►
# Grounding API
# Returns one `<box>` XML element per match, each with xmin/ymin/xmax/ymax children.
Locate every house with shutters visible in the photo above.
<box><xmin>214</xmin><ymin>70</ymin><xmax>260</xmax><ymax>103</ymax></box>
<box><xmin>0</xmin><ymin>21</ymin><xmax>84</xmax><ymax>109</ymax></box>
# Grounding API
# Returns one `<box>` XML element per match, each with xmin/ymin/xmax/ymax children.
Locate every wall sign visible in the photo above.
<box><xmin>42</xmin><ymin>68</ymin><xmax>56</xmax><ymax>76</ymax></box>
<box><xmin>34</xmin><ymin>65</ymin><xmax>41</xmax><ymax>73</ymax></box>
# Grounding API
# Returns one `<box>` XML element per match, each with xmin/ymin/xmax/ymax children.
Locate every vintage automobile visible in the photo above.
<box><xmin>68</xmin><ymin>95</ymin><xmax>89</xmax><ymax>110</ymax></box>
◄
Recast the records above as a two-column CSV with the columns record and answer. Give one row per record, with its text and its answer each in a single quoted field and line breaks replaced by spaces.

### COMPLETED EXERCISE
record,answer
"# Grounding API # Returns one `<box>` XML element per match, each with xmin/ymin/xmax/ymax children. Locate every house with shutters visible in the photo above.","<box><xmin>214</xmin><ymin>70</ymin><xmax>260</xmax><ymax>103</ymax></box> <box><xmin>0</xmin><ymin>21</ymin><xmax>84</xmax><ymax>109</ymax></box>"
"# Grounding API # Returns one `<box>` XML element per match, each with xmin/ymin/xmax/ymax children. Locate every wall sign visible in the photo above.","<box><xmin>42</xmin><ymin>68</ymin><xmax>56</xmax><ymax>76</ymax></box> <box><xmin>34</xmin><ymin>65</ymin><xmax>41</xmax><ymax>73</ymax></box>"
"# Grounding API # Returns one `<box>` XML element per match, each with xmin/ymin/xmax/ymax children. Locate every vintage automobile visible in the photo above.","<box><xmin>68</xmin><ymin>95</ymin><xmax>89</xmax><ymax>110</ymax></box>"